• _Page text_:
----------------------------------------
I find it incredible that you would generalize and stereotype in this way, considering that your usual writing is so focused and insightful.
For every member of the generation you bash so relentlessly in this piece, I can introduce you to someone who has tried to battle the forces which you rail against. Not all of them are rich and powerful. Some of them just do the work they can do in whatever tiny neighborhood or classroom or place on the planet they occupy, with whatever resources they can scrounge.
To condemn all for the evil of a few makes no sense. It’s beneath you.
I share your frustrations. I share your anger.
This kind of stuff doesn’t help us at all.
September 5th, 2008 at 10:53 am
Why is it lower? Because dozens of people take issue with the idea that writing a vitriolic screed about how horrible “Baby Boomers” are is as logical about writing a vitriolic screed about how horrible Virgos are?
No, because people aren’t taking into account that it was Bill Wolfrum, who excels in subtlety and satire, that wrote it.
It seems to me that logic would trump knee-jerk reaction. I’m obviously wrong, or Sara in Chicago wouldn’t have to keep repeating “Again, reading is kinda important.” (yes, I know that her statement refers only to her comments, but it’s just as valid in the larger context.
And, for the record, the date of my birth falls within the parameters of the Baby Boom, for whatever the hell that’s worth.
September 5th, 2008 at 10:55 am
Okay, I’m back. I just don’t get why so many young bloggers (I’ve seen similar essays several times) think it’s so cool, so 21st Century, to blame the Boomers for the evils of the world.
----------------------------------------
Data records:
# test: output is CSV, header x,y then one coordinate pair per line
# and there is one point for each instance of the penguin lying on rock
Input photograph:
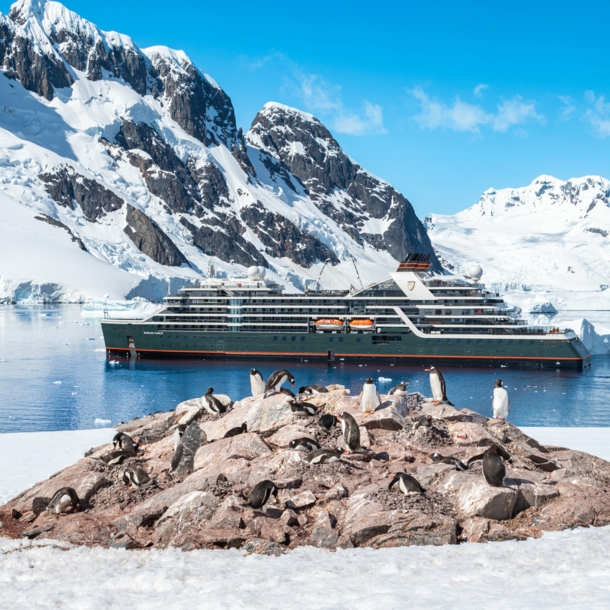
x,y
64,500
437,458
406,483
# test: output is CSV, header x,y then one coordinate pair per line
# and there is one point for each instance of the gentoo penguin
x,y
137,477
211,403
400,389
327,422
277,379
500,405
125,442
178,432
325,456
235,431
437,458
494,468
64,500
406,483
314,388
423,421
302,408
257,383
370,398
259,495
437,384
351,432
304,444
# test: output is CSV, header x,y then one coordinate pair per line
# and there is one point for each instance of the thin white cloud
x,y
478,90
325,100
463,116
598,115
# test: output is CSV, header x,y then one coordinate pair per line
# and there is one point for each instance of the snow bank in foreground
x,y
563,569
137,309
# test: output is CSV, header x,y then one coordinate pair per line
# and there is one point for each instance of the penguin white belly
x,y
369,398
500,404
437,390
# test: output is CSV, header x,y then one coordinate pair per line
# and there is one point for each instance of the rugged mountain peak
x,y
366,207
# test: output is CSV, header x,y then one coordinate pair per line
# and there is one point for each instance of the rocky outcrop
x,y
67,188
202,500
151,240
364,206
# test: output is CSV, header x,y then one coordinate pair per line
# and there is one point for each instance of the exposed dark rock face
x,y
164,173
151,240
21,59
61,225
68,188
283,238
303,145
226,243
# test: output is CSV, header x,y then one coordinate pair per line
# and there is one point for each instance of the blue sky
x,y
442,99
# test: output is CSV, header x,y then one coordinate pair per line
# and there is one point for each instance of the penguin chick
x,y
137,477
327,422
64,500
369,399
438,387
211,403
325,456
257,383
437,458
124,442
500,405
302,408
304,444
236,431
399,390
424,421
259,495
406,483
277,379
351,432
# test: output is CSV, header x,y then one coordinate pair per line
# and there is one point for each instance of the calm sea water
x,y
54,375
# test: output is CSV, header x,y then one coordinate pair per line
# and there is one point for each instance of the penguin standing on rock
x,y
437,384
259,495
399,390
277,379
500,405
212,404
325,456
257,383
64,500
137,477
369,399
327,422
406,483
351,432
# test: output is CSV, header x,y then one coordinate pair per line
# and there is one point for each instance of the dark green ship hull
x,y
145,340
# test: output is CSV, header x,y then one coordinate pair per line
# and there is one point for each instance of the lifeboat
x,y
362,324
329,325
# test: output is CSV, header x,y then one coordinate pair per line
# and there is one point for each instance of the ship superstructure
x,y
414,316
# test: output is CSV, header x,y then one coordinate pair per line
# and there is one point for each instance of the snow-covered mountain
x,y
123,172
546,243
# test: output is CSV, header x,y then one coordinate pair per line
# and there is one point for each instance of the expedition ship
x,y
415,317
----------------------------------------
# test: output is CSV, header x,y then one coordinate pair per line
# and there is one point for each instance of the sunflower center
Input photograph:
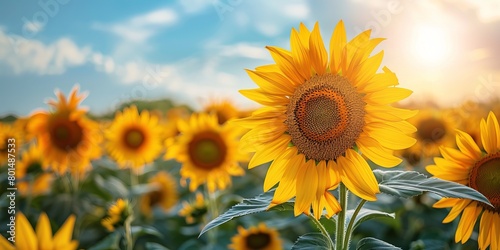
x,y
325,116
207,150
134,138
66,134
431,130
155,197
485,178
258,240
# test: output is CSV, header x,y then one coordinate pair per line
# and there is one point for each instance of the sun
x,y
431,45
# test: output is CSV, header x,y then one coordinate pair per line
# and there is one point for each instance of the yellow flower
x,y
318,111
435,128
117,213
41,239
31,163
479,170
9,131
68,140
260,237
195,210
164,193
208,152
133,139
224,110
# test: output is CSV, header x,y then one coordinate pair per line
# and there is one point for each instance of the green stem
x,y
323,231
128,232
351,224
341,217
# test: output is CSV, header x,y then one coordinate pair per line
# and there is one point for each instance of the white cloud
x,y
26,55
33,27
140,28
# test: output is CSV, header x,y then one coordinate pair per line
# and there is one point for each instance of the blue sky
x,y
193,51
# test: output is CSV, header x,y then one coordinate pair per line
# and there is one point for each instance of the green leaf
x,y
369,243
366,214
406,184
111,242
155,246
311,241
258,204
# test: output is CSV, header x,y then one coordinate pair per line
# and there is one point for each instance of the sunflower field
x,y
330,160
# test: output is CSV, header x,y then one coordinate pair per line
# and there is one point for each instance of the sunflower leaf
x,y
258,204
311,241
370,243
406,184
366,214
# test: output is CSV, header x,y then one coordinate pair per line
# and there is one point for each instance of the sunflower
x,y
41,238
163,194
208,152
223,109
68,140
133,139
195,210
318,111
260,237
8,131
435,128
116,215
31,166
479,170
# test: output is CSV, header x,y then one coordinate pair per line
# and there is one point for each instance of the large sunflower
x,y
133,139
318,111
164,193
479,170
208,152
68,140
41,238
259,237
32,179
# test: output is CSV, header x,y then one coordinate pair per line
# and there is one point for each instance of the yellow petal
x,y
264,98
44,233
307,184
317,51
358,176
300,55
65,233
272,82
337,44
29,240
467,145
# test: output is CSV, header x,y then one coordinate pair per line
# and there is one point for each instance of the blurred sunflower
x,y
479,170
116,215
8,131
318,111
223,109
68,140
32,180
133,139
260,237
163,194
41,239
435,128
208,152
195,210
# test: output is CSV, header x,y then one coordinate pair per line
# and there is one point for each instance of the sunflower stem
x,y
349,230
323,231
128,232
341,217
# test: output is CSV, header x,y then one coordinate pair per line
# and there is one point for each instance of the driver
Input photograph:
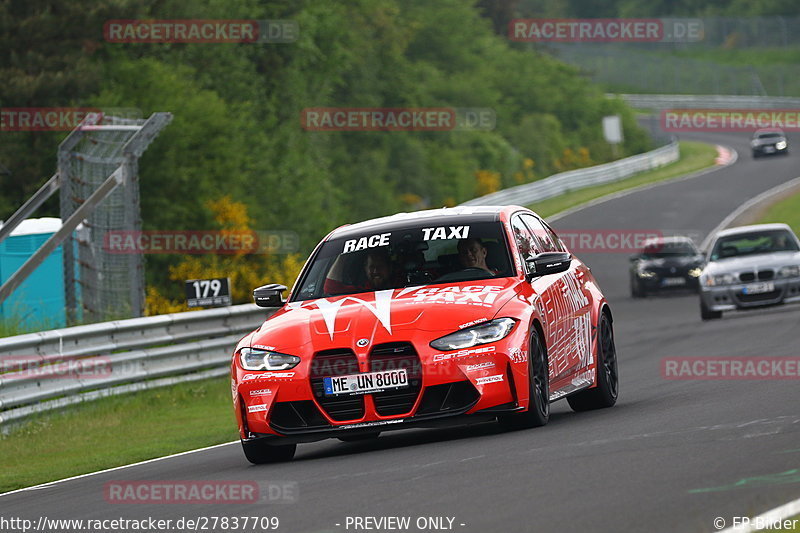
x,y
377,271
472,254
----------------------------------------
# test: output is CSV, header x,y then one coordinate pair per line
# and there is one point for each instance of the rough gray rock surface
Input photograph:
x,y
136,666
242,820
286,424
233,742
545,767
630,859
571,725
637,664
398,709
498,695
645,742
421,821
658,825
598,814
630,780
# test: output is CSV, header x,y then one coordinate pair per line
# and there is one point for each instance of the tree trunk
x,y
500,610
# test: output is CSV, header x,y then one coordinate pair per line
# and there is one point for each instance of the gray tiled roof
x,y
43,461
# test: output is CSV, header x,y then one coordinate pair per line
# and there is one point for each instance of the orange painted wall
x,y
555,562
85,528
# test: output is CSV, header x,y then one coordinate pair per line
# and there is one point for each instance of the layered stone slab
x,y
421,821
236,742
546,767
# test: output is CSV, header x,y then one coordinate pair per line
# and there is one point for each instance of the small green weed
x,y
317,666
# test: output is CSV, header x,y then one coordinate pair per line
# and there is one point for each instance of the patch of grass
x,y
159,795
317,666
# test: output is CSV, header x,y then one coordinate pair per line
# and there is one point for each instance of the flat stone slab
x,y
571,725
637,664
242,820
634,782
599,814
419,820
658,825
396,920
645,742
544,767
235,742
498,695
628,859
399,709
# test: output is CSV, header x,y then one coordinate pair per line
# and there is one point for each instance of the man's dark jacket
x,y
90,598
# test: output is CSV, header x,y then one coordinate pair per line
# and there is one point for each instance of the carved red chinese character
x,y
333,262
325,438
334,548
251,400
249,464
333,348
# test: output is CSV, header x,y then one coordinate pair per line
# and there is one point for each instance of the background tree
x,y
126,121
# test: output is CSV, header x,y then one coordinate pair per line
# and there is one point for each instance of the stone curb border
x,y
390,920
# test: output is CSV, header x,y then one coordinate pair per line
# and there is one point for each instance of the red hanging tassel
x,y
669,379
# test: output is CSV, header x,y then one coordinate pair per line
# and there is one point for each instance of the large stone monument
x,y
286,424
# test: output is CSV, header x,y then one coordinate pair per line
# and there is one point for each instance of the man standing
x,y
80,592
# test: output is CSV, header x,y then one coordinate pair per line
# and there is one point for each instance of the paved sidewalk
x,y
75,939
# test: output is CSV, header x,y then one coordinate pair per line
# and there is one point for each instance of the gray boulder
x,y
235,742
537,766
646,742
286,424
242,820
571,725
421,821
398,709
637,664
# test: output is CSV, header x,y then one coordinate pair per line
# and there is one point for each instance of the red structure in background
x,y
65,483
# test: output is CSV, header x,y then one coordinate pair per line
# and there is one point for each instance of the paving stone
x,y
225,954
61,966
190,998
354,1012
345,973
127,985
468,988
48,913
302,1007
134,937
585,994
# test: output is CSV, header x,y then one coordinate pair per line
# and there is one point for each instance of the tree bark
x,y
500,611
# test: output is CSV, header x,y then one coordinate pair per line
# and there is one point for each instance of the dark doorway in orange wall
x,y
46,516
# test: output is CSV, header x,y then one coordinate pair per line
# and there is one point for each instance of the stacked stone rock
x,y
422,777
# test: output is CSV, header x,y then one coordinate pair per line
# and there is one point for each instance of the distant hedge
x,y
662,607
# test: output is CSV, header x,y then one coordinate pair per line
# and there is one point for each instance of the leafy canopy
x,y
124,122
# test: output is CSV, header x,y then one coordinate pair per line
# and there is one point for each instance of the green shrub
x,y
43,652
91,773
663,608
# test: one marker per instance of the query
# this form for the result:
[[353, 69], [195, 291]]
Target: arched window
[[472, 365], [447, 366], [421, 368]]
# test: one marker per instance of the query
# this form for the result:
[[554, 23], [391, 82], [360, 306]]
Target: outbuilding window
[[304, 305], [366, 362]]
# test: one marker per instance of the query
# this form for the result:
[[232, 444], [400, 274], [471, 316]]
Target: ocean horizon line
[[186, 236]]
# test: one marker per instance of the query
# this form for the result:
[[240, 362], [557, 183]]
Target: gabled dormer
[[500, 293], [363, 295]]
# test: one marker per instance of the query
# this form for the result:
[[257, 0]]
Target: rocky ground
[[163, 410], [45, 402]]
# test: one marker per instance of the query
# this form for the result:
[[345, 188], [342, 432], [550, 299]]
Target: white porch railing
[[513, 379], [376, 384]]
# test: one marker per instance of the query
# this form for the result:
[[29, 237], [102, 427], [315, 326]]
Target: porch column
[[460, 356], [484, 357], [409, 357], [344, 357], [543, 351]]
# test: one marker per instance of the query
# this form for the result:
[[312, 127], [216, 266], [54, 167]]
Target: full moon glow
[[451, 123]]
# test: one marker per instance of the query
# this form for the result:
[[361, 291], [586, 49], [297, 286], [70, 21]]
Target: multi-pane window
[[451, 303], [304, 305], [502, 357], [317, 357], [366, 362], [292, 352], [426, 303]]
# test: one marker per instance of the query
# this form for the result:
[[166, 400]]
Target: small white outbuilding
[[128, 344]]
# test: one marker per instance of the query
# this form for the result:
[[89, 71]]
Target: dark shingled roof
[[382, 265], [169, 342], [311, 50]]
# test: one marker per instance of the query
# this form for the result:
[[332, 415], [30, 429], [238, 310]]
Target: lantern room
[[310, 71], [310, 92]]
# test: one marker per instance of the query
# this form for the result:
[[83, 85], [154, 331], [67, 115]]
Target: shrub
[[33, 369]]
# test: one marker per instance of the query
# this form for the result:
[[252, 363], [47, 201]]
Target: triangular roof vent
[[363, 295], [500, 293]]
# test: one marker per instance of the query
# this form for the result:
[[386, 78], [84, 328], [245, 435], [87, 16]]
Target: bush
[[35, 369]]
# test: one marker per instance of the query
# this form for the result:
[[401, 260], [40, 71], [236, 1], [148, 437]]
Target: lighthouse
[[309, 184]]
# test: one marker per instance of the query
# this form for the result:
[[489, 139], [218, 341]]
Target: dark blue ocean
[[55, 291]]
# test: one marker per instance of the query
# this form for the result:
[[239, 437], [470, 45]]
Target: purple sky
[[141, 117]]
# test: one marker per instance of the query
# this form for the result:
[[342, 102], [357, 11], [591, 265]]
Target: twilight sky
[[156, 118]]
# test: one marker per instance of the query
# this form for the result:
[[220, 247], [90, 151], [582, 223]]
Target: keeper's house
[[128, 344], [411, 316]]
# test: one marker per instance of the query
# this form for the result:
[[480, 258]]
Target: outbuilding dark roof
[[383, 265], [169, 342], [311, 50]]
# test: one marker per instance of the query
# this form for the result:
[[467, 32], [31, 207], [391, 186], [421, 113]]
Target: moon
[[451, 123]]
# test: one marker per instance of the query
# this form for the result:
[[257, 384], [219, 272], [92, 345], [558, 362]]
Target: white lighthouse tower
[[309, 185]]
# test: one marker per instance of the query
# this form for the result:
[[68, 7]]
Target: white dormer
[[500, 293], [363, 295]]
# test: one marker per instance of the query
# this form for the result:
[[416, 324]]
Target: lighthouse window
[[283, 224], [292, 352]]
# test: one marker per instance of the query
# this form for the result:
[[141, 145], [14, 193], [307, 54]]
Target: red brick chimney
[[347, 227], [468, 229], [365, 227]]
----------------------------------------
• _Problem set_:
A. List the kinds of places that the comments on Baby Boomers name where some people do the work they can do.
B. Answer these questions from the comments on Baby Boomers:
(i) What two things does the first commenter say they share with the writer?
(ii) Who is named as the author of the piece, someone who "excels in subtlety and satire"?
(iii) What statement does Sara in Chicago keep having to repeat?
C. Carry on writing the comments on Baby Boomers, starting after the final sentence.
The data records are separate material from the comments on Baby Boomers.

• _Results for the exercise_:
A.
- Tiny neighborhood
- Classroom
- Place on the planet

B.
(i) Frustrations and anger.
(ii) Bill Wolfrum.
(iii) "Again, reading is kinda important."

C.
Please, I beg you, find me any generation in the history of the world where the majority of its members have been selfless and kind and decent, and only a tiny minority have been greedy and short-sighted and xenophobic.
I’ll wait.
September 5th, 2008 at 10:59 am
I’d have made two editorial changes to your post, were it my place.
As for the last line, I totally agree. But like I said, I wrote it and hit “publish” so I think it would be cowardly on my part to change it now.
As for “Baby Boomers,” I don’t always put all my cards on the table in regards to a piece like this, and often leave things for the individual reader to decide. I wrote a post once called “We the People are murderers” in which I put the onus on Americans for allowing the U.S. to become a dangerous aggressor. Aside from a few right wingers that wanted to string me up, the intended audience seemed to understand my point.
That is not an excuse or an attempt to argue away the offense many have taken. I understand completely. And if people are offended, they are offended and I try to soak in the reasons why and use them to help my evolution as a writer and person rather than narcissisticly and ineffectively try to argue away someone’s personal feelings.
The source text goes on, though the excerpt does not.